Work to complete: Report every line of the material below that contains the string "roof", treating uppercase and lowercase letters as different.

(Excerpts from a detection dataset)
────

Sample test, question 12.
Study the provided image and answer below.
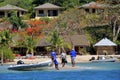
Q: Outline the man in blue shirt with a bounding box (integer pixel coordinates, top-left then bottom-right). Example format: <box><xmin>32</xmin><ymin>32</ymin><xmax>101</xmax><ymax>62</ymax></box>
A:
<box><xmin>50</xmin><ymin>51</ymin><xmax>59</xmax><ymax>70</ymax></box>
<box><xmin>70</xmin><ymin>49</ymin><xmax>76</xmax><ymax>67</ymax></box>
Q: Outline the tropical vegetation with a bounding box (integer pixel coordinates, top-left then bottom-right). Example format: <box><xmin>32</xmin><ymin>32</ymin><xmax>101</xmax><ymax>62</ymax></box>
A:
<box><xmin>0</xmin><ymin>0</ymin><xmax>120</xmax><ymax>63</ymax></box>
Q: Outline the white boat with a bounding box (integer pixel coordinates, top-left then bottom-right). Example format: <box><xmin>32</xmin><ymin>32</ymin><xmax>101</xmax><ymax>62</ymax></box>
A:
<box><xmin>8</xmin><ymin>60</ymin><xmax>52</xmax><ymax>70</ymax></box>
<box><xmin>91</xmin><ymin>56</ymin><xmax>117</xmax><ymax>62</ymax></box>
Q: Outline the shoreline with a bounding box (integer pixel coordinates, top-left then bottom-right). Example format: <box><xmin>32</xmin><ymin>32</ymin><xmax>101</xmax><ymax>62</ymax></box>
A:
<box><xmin>4</xmin><ymin>55</ymin><xmax>120</xmax><ymax>64</ymax></box>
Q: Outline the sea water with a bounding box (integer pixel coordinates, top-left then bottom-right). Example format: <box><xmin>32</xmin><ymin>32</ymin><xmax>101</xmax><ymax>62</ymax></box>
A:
<box><xmin>0</xmin><ymin>62</ymin><xmax>120</xmax><ymax>80</ymax></box>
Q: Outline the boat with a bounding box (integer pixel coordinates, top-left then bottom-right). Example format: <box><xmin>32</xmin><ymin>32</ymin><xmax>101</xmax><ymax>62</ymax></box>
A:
<box><xmin>8</xmin><ymin>60</ymin><xmax>52</xmax><ymax>70</ymax></box>
<box><xmin>90</xmin><ymin>56</ymin><xmax>117</xmax><ymax>62</ymax></box>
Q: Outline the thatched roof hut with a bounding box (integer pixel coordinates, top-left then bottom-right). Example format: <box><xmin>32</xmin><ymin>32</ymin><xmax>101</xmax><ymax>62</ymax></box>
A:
<box><xmin>94</xmin><ymin>38</ymin><xmax>117</xmax><ymax>55</ymax></box>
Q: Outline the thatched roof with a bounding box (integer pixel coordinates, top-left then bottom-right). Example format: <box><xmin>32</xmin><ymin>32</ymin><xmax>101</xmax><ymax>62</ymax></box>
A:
<box><xmin>35</xmin><ymin>3</ymin><xmax>61</xmax><ymax>9</ymax></box>
<box><xmin>36</xmin><ymin>38</ymin><xmax>51</xmax><ymax>47</ymax></box>
<box><xmin>0</xmin><ymin>4</ymin><xmax>27</xmax><ymax>11</ymax></box>
<box><xmin>62</xmin><ymin>35</ymin><xmax>90</xmax><ymax>46</ymax></box>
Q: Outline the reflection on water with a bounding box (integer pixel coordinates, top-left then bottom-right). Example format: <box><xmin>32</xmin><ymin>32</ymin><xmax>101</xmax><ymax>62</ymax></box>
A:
<box><xmin>0</xmin><ymin>62</ymin><xmax>120</xmax><ymax>80</ymax></box>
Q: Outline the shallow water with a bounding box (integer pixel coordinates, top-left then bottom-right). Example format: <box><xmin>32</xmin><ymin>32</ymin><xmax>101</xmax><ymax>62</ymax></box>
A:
<box><xmin>0</xmin><ymin>62</ymin><xmax>120</xmax><ymax>80</ymax></box>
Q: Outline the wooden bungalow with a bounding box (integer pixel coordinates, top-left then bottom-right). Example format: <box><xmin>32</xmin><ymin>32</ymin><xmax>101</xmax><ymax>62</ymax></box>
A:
<box><xmin>0</xmin><ymin>4</ymin><xmax>27</xmax><ymax>18</ymax></box>
<box><xmin>94</xmin><ymin>38</ymin><xmax>117</xmax><ymax>55</ymax></box>
<box><xmin>63</xmin><ymin>35</ymin><xmax>90</xmax><ymax>55</ymax></box>
<box><xmin>79</xmin><ymin>2</ymin><xmax>108</xmax><ymax>14</ymax></box>
<box><xmin>34</xmin><ymin>3</ymin><xmax>62</xmax><ymax>18</ymax></box>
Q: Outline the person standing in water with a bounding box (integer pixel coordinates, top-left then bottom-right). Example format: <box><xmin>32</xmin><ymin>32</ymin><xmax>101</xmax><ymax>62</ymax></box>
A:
<box><xmin>70</xmin><ymin>49</ymin><xmax>77</xmax><ymax>67</ymax></box>
<box><xmin>50</xmin><ymin>51</ymin><xmax>59</xmax><ymax>70</ymax></box>
<box><xmin>61</xmin><ymin>52</ymin><xmax>67</xmax><ymax>67</ymax></box>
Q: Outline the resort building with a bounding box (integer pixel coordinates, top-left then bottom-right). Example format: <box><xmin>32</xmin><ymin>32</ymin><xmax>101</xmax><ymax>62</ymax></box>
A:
<box><xmin>0</xmin><ymin>4</ymin><xmax>27</xmax><ymax>18</ymax></box>
<box><xmin>94</xmin><ymin>38</ymin><xmax>117</xmax><ymax>55</ymax></box>
<box><xmin>62</xmin><ymin>35</ymin><xmax>90</xmax><ymax>55</ymax></box>
<box><xmin>34</xmin><ymin>3</ymin><xmax>62</xmax><ymax>18</ymax></box>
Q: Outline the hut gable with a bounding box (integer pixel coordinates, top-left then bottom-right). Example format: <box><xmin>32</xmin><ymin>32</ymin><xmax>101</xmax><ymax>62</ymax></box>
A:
<box><xmin>94</xmin><ymin>38</ymin><xmax>117</xmax><ymax>55</ymax></box>
<box><xmin>62</xmin><ymin>35</ymin><xmax>89</xmax><ymax>46</ymax></box>
<box><xmin>0</xmin><ymin>4</ymin><xmax>27</xmax><ymax>11</ymax></box>
<box><xmin>94</xmin><ymin>38</ymin><xmax>116</xmax><ymax>46</ymax></box>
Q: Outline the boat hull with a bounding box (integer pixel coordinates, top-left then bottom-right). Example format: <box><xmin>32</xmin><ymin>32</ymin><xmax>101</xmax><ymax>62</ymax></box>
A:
<box><xmin>8</xmin><ymin>61</ymin><xmax>52</xmax><ymax>70</ymax></box>
<box><xmin>91</xmin><ymin>58</ymin><xmax>116</xmax><ymax>62</ymax></box>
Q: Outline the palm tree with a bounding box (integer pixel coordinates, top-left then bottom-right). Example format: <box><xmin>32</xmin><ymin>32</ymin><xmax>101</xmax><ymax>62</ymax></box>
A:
<box><xmin>0</xmin><ymin>30</ymin><xmax>13</xmax><ymax>64</ymax></box>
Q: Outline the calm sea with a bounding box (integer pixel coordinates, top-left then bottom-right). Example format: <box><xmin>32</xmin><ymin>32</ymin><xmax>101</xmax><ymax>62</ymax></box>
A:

────

Task response:
Q: Outline the thatched roof hut with a bounding box (integer pixel coordinates, top-left then bottom-right). Example format: <box><xmin>32</xmin><ymin>32</ymin><xmax>101</xmax><ymax>62</ymax></box>
Q: Outline the thatched roof with a bounding box (integer pixel coordinates, top-left then bottom-right). Example format: <box><xmin>32</xmin><ymin>32</ymin><xmax>101</xmax><ymax>62</ymax></box>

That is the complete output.